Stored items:
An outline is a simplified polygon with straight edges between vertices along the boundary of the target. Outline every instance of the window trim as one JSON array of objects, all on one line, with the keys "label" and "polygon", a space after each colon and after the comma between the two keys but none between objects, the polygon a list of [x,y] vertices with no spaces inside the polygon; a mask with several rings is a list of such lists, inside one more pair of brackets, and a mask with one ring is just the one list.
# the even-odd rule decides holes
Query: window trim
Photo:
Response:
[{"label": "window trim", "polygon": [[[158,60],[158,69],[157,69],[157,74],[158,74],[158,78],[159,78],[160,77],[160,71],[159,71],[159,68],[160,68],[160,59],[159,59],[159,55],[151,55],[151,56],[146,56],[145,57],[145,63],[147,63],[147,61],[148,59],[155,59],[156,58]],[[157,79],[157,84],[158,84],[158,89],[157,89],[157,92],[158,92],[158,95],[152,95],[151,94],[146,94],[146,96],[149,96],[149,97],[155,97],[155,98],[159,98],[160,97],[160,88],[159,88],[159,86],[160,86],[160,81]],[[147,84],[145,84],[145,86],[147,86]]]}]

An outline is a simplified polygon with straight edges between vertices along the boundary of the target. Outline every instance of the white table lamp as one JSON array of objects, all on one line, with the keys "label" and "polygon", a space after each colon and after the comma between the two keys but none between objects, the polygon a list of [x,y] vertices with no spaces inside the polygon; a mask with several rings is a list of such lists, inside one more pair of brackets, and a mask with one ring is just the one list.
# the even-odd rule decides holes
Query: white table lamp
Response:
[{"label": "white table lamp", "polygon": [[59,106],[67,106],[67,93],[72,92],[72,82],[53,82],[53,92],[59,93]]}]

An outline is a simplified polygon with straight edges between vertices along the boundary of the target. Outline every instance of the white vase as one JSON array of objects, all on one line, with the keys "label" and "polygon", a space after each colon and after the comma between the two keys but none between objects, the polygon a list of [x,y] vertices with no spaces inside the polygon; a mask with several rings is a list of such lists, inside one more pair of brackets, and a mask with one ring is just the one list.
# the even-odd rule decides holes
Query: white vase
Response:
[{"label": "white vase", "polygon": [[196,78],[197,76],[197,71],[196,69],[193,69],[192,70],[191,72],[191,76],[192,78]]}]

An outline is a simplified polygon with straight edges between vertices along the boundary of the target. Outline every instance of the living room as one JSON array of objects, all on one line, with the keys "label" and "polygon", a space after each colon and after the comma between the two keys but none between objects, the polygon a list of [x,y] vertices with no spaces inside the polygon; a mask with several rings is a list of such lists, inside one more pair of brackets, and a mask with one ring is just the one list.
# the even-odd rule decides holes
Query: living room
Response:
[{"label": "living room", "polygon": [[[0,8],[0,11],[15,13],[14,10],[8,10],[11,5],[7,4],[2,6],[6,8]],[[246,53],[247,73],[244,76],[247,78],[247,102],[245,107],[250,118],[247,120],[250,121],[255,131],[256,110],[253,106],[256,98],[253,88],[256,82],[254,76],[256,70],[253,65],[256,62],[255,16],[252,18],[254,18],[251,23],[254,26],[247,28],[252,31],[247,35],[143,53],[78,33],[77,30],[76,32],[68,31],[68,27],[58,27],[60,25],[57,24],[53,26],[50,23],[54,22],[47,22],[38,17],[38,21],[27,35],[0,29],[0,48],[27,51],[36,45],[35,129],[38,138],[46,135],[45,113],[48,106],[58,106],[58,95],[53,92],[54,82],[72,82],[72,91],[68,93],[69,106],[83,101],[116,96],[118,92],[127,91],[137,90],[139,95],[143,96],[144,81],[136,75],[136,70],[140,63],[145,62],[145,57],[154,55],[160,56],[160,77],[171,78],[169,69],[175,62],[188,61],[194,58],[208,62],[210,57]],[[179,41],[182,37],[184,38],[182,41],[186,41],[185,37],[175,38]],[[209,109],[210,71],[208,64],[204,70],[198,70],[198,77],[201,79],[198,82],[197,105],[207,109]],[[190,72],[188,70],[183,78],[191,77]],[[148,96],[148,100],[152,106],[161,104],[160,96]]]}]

=== STATED EXERCISE ===
Can you copy this listing line for line, without changing anything?

=== ANSWER ===
An outline is a simplified polygon with straight edges between vertices along the boundary of the target. Outline every instance of the window trim as one JSON array of objects, all on one line, with the keys "label" and "polygon", a space after each colon and after the comma between the two keys but none between objects, the polygon a list of [x,y] vertices with no spaces inside the polygon; a mask with several rings is a list of such lists, inside one more pair of brackets, and a mask with one ring is just the one list.
# the even-odd rule decides holes
Query: window trim
Photo:
Response:
[{"label": "window trim", "polygon": [[[158,60],[158,69],[157,69],[157,74],[158,74],[158,78],[159,78],[160,77],[160,71],[159,71],[159,68],[160,68],[160,59],[159,59],[159,55],[151,55],[151,56],[146,56],[145,57],[145,63],[147,63],[147,61],[148,59],[155,59],[156,58]],[[157,79],[157,84],[158,84],[158,89],[157,89],[157,92],[158,92],[158,95],[152,95],[151,94],[146,94],[146,96],[149,96],[149,97],[155,97],[155,98],[159,98],[160,97],[160,88],[159,88],[159,86],[160,86],[160,81]],[[147,84],[145,84],[145,86],[147,86]]]}]

An outline is a simplified polygon with straight edges between vertices along the boundary of the target. Outline every instance of the white table lamp as one JSON array of objects, all on one line, with the keys "label" and "polygon", a space after each colon and after the comma between the two keys but none between objects, the polygon a list of [x,y] vertices with no spaces inside the polygon; a mask with several rings is a list of such lists, inside one more pair of brackets, and a mask with one ring is just the one list.
# the even-odd rule decides holes
Query: white table lamp
Response:
[{"label": "white table lamp", "polygon": [[59,106],[67,106],[67,93],[72,92],[72,82],[53,82],[53,92],[59,93]]}]

An outline is a simplified polygon with straight edges between vertices along the boundary of the target. Outline every instance of the white vase as one JSON array of objects, all on one line, with the keys "label" and "polygon", a space after each colon and after the comma between the two keys but none between objects, the polygon a list of [x,y] vertices with no spaces inside the polygon; a mask with several rings is a list of such lists, inside one more pair of brackets, and a mask with one ring is just the one list.
# the even-odd rule decides holes
Query: white vase
Response:
[{"label": "white vase", "polygon": [[196,78],[197,76],[197,71],[196,69],[193,69],[192,70],[191,72],[191,76],[192,78]]}]

An outline is a simplified polygon with straight edges between vertices along the boundary of the target. Outline every instance of the living room as one JSON array of objects, all on one line, with the keys "label" and "polygon", a space after each colon and after the comma between the two keys but none between objects, the polygon a list of [x,y] vertices with no spaces inside the polygon; a mask with several rings is a list of such lists, inside one more pair of brackets, and a mask with one ring is just the one list.
# the even-odd rule decides holes
Query: living room
Response:
[{"label": "living room", "polygon": [[[0,8],[0,11],[15,13],[14,10],[8,10],[11,5],[7,4],[2,6],[6,8]],[[246,53],[247,73],[244,76],[247,78],[247,102],[245,107],[250,118],[247,120],[250,121],[255,131],[256,110],[253,106],[256,98],[253,88],[256,82],[254,76],[256,70],[253,65],[256,62],[255,16],[252,18],[254,18],[251,23],[254,26],[247,28],[252,31],[247,35],[143,53],[78,33],[77,30],[76,32],[68,31],[68,27],[58,27],[60,25],[57,24],[53,26],[50,23],[54,22],[47,22],[38,17],[38,21],[27,35],[0,29],[0,48],[27,51],[36,45],[35,129],[38,138],[46,135],[45,113],[48,106],[58,106],[58,95],[53,92],[54,82],[72,82],[72,91],[68,93],[69,106],[83,101],[116,96],[118,92],[127,91],[137,90],[139,95],[143,96],[144,81],[136,75],[136,70],[140,63],[145,62],[145,57],[154,55],[160,56],[160,77],[171,78],[169,69],[175,62],[188,61],[194,58],[208,62],[210,57]],[[179,41],[182,37],[184,38],[182,41],[186,41],[185,37],[175,38]],[[209,109],[210,71],[208,64],[204,70],[198,70],[198,77],[201,79],[198,82],[197,105],[207,109]],[[190,72],[188,70],[183,78],[191,77]],[[148,96],[148,100],[152,106],[161,104],[160,96]]]}]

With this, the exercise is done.